## TEXTO DE LEITURA
Ainda assim, a horas de os deputados votarem as medidas propostas pelo Governo, a conclusão é uma: o Executivo acredita que tem margem para fazer passar as medidas, num primeiro momento, no Parlamento; outra coisa serão os “acertos” que terão de ser feitos mais tarde, e que determinarão o desenho final (e a votação final) destas propostas.

O Governo divide, assim, o desafio de fazer passar as medidas – sobretudo as relativas à imigração e à nacionalidade, e que implicam restrições sérias ao reagrupamento familiar, perda de nacionalidade através da prática de crimes graves ou a criação de uma nova polícia de fronteiras – em vários passos. O primeiro é fazer passar as medidas de forma genérica no Parlamento – mas já está a negociar para permitir que, depois de conversar com os partidos, estas propostas cheguem a uma forma final que possa ser aprovada.

Resta agora mostrar jogo de cintura a negociar com o Chega, que tem deputados suficientes para viabilizar as medidas, sem descaracterizar as propostas do Governo. Num encontro em São Bento, desta vez assumido (“a pedido do Chega”, esclarecia uma mensagem do gabinete do primeiro-ministro), Ventura saiu de 35 minutos de conversa com Montenegro satisfeito e a anunciar um pré-acordo, que terá de ser fechado com conversas pela noite dentro entre as lideranças do Chega e do PSD. A Iniciativa Liberal anunciava, durante a tarde, que aprovaria as medidas, facilitando o caminho para a sua viabilização.

Já o PS ia-se mostrando hesitante e insistiu em perguntar ao Governo com quem é que quer, afinal, dialogar – mas a direita pareceu ter, pelo menos, chegado ao tal princípio de entendimento que deverá permitir que as medidas passem, para já. A não ser que os psicodramas de última hora que se têm tornado habituais no Parlamento, com reviravoltas e mudanças nas posições dos partidos, regressem ao plenário na manhã desta sexta-feira.

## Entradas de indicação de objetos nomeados
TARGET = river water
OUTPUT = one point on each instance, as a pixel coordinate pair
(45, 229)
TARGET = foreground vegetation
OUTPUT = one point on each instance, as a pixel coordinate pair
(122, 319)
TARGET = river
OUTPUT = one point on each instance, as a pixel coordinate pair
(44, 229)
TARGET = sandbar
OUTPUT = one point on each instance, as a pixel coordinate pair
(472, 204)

==

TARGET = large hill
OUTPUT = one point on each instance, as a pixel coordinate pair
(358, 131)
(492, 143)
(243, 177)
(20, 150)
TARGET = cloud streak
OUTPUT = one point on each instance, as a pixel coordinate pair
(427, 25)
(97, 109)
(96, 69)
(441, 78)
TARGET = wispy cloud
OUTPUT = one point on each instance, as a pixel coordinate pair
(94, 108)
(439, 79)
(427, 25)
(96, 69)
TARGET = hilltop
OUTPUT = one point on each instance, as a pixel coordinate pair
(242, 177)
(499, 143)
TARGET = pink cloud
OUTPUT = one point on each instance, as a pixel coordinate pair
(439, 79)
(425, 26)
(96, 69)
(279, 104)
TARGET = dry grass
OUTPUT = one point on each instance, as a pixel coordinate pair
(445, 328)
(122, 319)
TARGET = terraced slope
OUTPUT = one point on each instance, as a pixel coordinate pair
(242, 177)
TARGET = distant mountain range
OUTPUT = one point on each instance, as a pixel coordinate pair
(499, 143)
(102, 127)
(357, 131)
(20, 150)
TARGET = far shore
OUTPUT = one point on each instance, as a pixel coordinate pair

## TAREFAS A REALIZAR
- a) Responda a estas perguntas com base no texto sobre as medidas do Governo:
(i) Quantos minutos durou a conversa entre Ventura e Montenegro em São Bento?
(ii) Que partido anunciou, durante a tarde, que aprovaria as medidas?
(iii) O que é que o PS insistiu em perguntar ao Governo?
- b) Retome o texto sobre as medidas do Governo a partir do ponto em que termina.

## RESPOSTAS ESCRITAS
- a)
(i) 35 minutos.
(ii) A Iniciativa Liberal.
(iii) Com quem é que o Governo quer, afinal, dialogar.

- b)
Governo pressiona partidos e promete abertura na negociação mais fina

Para já, o que o Governo conta conseguir esta sexta-feira, quando as medidas que propôs forem votadas no Parlamento, é um primeiro sinal de “apoio” e “conforto”. Ou seja, a ideia a que chegou após encontros com Chega, IL e PS, e depois de um one on one entre Montenegro e Ventura, é que tem uma base para aprovar genericamente as propostas – mesmo que isso não signifique que elas cheguem ao fim do processo intocadas nos seus moldes e detalhes.

Foram dias de reuniões sem qualquer sinal público sobre o seu resultado: nem Governo nem os partidos mais à direita quiseram explicar o que estava a resultar das conversas, e o PS saiu do encontro com o PSD a dizer que a conversa tinha sido “inconclusiva” mas que, ainda assim, continuaria disponível para impedir que os sociais democratas fossem parar “às mãos do Chega”.

Nos corredores do PS comentava-se que o Governo, que se fizera representar nas primeiras reuniões pelos ministros António Leitão Amaro e Carlos Abreu Amorim, tinha tentado mostrar que estava a ser “duro” no dossiê da imigração, sem perder terreno para o Chega – mas teria mostrado que a “decisão” final sobre os partidos com quem quereria negociar ainda não estava fechada.

Ora a tal base de “conforto” terá saído sobretudo das conversas com os partidos da direita, que mostraram menos hesitação do que o PS – os socialistas chegaram a pedir que as propostas descessem à fase da discussão na especialidade sem serem votadas primeiro, um recurso usado para evitar que as medidas sejam chumbadas antes de poderem ser feitas alterações pelos partidos, mas sem sucesso. O líder parlamentar do PSD, Hugo Soares, recusava na manhã desta quinta-feira usar esse instrumento; à tarde, Leitão Amaro confirmava que o Governo queria avançar para a votação – e mostrava-se convicto de que teria base suficiente para conseguir uma primeira aprovação (na chamada votação na generalidade) das medidas.

Após o briefing do Conselho de Ministros, Leitão Amaro vinha então lembrar que qualquer processo parlamentar não termina com esta primeira votação – esta pode representar o tal “conforto” para quem propõe as medidas, mas é depois, na especialidade, que se resolvem outros pontos de “discórdia” e se pode chegar a um equilíbrio e “compromisso” entre partidos.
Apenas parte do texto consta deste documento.